KUTIPAN TEKS
━━━━

Saturday, February 04, 2012

The Iron Lady


Siapa yang tidak mengenal The Iron Lady, Margaret Tatcher? Rasanya hampir tidak ada.
Diberi julukan The Iron Lady, atau biasa juga disebut sebagai Wanita Bertangan Besi (bukan istrinya Iron Man yah..) tentunya bukan tanpa alasan.
Sebagai Perdana Menteri wanita  pertama di Inggris, sudah tentu hanya dapat diemban oleh wanita yang pintar dan kuat.
Film ini merangkum perjalanan Margaret Tatcher sejak masih berjuang di Partai Konservatif, lalu berhasil menjadi Perdana Menteri sampai akhirnya ‘lengser’ dan kembali menjadi penduduk Inggris biasa.
Film ini memilih alur maju mundur secara tidak beraturan untuk menggambarkan keadaan Tatcher pada masa muda hingga masa sekarang.
Margaret muda (Alexandra Roach) adalah seorang anak dari pedagang kelontong yang berhasil masuk ke Oxford University lalu berkecimpung di bidang politik.
Sempat gagal dalam perwakilan daerahnya untuk menjadi wakil dari Partai Konservatif, tidak membuat Margaret menyerah. Setelah akhirnya menikah dengan Dennis Tatcher (Jim Broadbent), Margaret berhasil menjadi wakil daerah terpilih. Dan dimulailah pertarungan politik miliknya.
Menjadi satu-satunya wanita diantara puluhan bahkan ratusan pria, digambarkan secara klise di film ini. Digambarkan, semua pria memakai setelan baju berwarna hitam dan Margaret yang sudah tidak muda lagi (Meryl Streep), yang hampir selalu memakai baju berwarna biru, menjadi satu-satunya wanita dan terlihat sangat mencolok.
Perjalanan politiknya menjadi semakin menarik saat Margaret mencalonkan diri sebagai Ketua Partai Konservatif dan Perdana Menteri sekaligus. Keduanya tercapai. Itulah puncak karirnya.
Menjadi Perdana Menteri memang bukan tugas yang mudah, banyak sekali keputusan-keputusan penting yang harus diambil dan terkadang harus mengorbankan orang lain. Perang yang memakan banyak korban, goncangan ekonomi hanya dua contoh hal yang membuat Margaret dicerca oleh rakyatnya.

━━━━

PETUNJUK A
Tulis ulang bagian entri yang dimulai dari baris berisi "[pin] bird tail" hingga akhir entri, kedua ujungnya termasuk, lengkap dengan permintaannya. Geser setiap angka koordinat pada jawaban saja sebesar -17.
PETUNJUK B
Lanjutkan ulasan film The Iron Lady mulai dari titik terakhirnya.
Teks dan entri ini diambil dari sumber yang berbeda.

━━━━

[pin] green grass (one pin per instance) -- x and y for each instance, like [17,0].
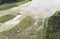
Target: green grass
[6,18]
[12,33]
[11,5]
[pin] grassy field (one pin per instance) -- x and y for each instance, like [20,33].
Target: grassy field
[11,5]
[6,18]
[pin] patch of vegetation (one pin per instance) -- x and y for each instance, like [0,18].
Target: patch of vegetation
[11,5]
[17,31]
[53,27]
[6,18]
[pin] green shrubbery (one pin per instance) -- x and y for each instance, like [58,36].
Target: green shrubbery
[6,18]
[53,26]
[9,1]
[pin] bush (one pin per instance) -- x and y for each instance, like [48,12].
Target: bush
[9,1]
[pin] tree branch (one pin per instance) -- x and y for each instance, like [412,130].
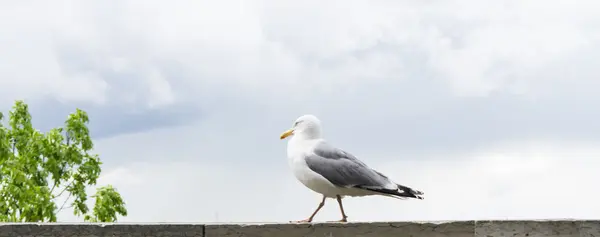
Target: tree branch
[63,205]
[64,189]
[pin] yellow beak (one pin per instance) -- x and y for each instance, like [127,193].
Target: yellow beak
[287,133]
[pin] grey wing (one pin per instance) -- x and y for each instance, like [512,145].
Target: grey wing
[343,169]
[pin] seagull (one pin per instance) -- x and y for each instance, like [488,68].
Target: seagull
[333,172]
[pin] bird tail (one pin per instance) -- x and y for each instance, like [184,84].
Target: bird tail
[402,192]
[409,192]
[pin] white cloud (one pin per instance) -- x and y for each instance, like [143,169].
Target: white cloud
[511,74]
[528,180]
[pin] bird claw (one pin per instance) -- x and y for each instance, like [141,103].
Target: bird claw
[342,220]
[301,221]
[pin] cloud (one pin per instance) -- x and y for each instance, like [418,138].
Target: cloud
[489,104]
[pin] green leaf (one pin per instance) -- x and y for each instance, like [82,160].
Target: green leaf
[37,169]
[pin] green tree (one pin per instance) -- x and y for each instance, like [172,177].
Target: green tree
[40,170]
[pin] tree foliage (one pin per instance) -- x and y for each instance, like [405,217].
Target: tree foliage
[42,174]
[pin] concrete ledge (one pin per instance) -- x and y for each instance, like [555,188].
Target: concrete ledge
[562,228]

━━━━

JAWABAN YANG DIHARAPKAN A
[pin] bird tail (one pin per instance) -- x and y for each instance, like [184,84].
Target: bird tail
[385,175]
[392,175]
[pin] white cloud (one pin per instance) -- x and y for each instance, like [143,169].
Target: white cloud
[494,57]
[511,163]
[pin] bird claw (one pin per instance) -- x and y for each instance, like [141,103].
Target: bird claw
[325,203]
[284,204]
[pin] cloud (one pin per instance) -- x and y for each instance, like [418,138].
Target: cloud
[472,87]
[pin] green leaf (one pin per instance) -- x and y for each instance, like [82,160].
Target: green leaf
[20,152]
[pin] green tree (one pin per instance) -- x and y for each instance, like [172,177].
Target: green tree
[23,153]
[pin] tree foliage (one pin per instance) -- x and y for each instance, like [405,217].
Target: tree foliage
[25,157]
[pin] concrete ledge (one pin per instance) -- x and y for each instance, like [555,188].
Target: concrete ledge
[545,211]

JAWABAN YANG DIHARAPKAN B
Namun dengan segala kegigihannya juga ketegasannya, Margaret berhasil membuat Inggris bangkit dari keterpurukkan ekonominya, dan menjadi Inggris yang makmur.
Bukan politik namanya jika tidak ada konflik dan permainan. Karakter Margaret yang dirasa semakin lama semakin keras dan tidak memiliki toleran, membuat beberapa temannya merasa sudah waktunya Margaret untuk turun dari jabatannya sebagai Perdana Menteri.
Film ini juga menceritakan kehidupan pribadi dari Margaret Tatcher, meskipun tidak terlalu banyak. Dari awal, sudah diceritakan bahwa Margaret di masa tuanya menderita penyakitdementia, tidak dapat membedakan masa lalu dengan masa sekarang. Dia masih sering dibayang-bayangi oleh sosok mendiang suaminya. Terkadang Margaret masih bercerita, berdansa bahakan meladeni Dennis selayaknya Dennis ketika masih hidup.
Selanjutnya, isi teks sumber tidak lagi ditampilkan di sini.